* Directions for this task: Reproduce the material below word for word, leaving out no line.

(Dataset records)
--*--
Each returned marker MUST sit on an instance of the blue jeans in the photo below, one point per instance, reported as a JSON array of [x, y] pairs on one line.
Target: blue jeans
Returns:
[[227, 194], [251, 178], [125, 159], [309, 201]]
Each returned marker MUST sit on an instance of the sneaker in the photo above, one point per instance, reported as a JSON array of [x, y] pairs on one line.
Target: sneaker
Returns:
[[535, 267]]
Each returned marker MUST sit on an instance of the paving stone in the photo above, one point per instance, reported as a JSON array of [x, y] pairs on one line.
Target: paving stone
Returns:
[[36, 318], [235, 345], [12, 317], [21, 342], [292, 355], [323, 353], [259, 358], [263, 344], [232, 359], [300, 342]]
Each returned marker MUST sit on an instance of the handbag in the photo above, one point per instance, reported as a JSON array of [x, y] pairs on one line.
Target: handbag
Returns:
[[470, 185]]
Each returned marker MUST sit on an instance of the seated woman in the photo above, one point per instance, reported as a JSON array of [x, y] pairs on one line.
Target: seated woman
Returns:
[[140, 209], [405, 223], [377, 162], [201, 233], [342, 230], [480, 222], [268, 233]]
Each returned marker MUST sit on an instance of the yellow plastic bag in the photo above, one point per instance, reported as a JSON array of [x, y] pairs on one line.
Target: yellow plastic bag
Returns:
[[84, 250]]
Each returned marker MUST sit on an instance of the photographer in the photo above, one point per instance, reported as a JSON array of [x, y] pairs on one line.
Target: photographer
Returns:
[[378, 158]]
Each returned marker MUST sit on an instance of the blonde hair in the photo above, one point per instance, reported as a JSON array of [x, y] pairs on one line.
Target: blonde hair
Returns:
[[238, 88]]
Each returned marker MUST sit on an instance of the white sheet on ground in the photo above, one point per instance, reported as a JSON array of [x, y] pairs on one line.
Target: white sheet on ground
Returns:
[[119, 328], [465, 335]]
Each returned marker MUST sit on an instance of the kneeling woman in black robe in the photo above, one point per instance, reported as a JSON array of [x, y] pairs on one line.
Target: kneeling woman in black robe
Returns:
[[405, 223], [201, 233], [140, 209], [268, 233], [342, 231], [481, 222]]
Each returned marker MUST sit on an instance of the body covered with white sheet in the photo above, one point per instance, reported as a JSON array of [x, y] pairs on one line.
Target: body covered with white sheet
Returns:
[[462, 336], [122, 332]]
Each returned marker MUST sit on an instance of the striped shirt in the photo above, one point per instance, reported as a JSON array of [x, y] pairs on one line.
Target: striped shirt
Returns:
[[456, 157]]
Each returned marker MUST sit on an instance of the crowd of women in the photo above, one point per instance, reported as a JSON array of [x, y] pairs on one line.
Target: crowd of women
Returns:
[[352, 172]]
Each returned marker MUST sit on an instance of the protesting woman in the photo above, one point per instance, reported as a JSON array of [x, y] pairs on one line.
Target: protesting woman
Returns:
--*--
* Task result:
Each returned marker MUST sit on an instance of the blue jeans in the photo below, one point per instance, reported as a JSON array of [x, y] pairs on one line.
Target: blue jeans
Returns:
[[227, 194], [251, 178], [125, 159], [309, 201]]
Each returned marker MUST sit on an instance of the sneaker in the photo above, one point per instance, reported as a JSON array of [x, y] pairs on one line.
Target: sneaker
Returns:
[[535, 267]]
Each returned marker MUST sit on an instance of the paving stone in the photo above, one point per instance, reported as a JSON array of [x, y] pairs on one line.
Target: paving stone
Returns:
[[36, 318], [235, 345], [12, 317], [21, 342], [292, 355], [323, 353], [259, 358], [263, 344], [232, 359], [300, 342]]
Each returned marker MUST sit on an instance of the handbag in the photo above, one point per instance, reported as a JSON array of [x, y] pairs on one line.
Target: handbag
Returns:
[[470, 185]]
Each returned marker MUST sit on an instance of the seated woman in the photo above, one point per instance, reported as a JSON array of [x, y] pairs on one line.
Target: seated woman
Returns:
[[140, 209], [405, 223], [377, 162], [201, 233], [342, 230], [480, 222], [268, 233]]
Each returned marker MUST sit on an instance of the yellow plastic bag in the photo above, one point per instance, reported as a JSON array of [x, y] pairs on one line.
Target: yellow plastic bag
Returns:
[[84, 250]]
Each returned marker MUST sit on an instance of the photographer in the photo above, one point per instance, reported as a JSON array of [x, y] pairs on one line.
Target: photographer
Returns:
[[378, 158]]
Each returned marker MUST sit on an instance of the blonde hair in the photo above, one point per instance, reported as a JSON array of [x, y] pairs on one line.
Target: blonde hair
Returns:
[[238, 88]]
Each returned marker MUST sit on an instance of the white sheet on ground in the photo above, one point per instance, reported as a JSON array of [x, y] pairs on one line.
Target: white sheet on ground
Returns:
[[119, 328], [465, 335]]
Each returned marker MUST sit on an instance of the kneeling woman in black robe in the photo above, one point per instance, reported as a JSON array of [x, y] pairs on one line.
Target: kneeling woman in black robe
Returns:
[[405, 223], [201, 233], [140, 209], [268, 233], [342, 231], [481, 222]]
Each returned marker MUST sit on an instance of the body covered with white sheet in the photo above, one point per instance, reported as a JSON array of [x, y] pairs on one line.
Target: body covered with white sheet
Returns:
[[462, 336], [122, 332]]
Each returned marker MUST sit on an instance of the striped shirt in the photo above, one point per instance, reported as a JSON array of [x, y] pairs on one line.
Target: striped shirt
Returns:
[[456, 157]]
Each returned marker MUST sit on an instance of the crowd of women in the photo above, one point per instance, reported as a JSON array of [x, y] pairs on one line.
Target: crowd of women
Returns:
[[352, 172]]
Each returned marker MUST sit on an instance of the protesting woman in the photo above, one point per instance, reported as a JSON array of [x, y] pairs on one line.
Target: protesting woman
Returns:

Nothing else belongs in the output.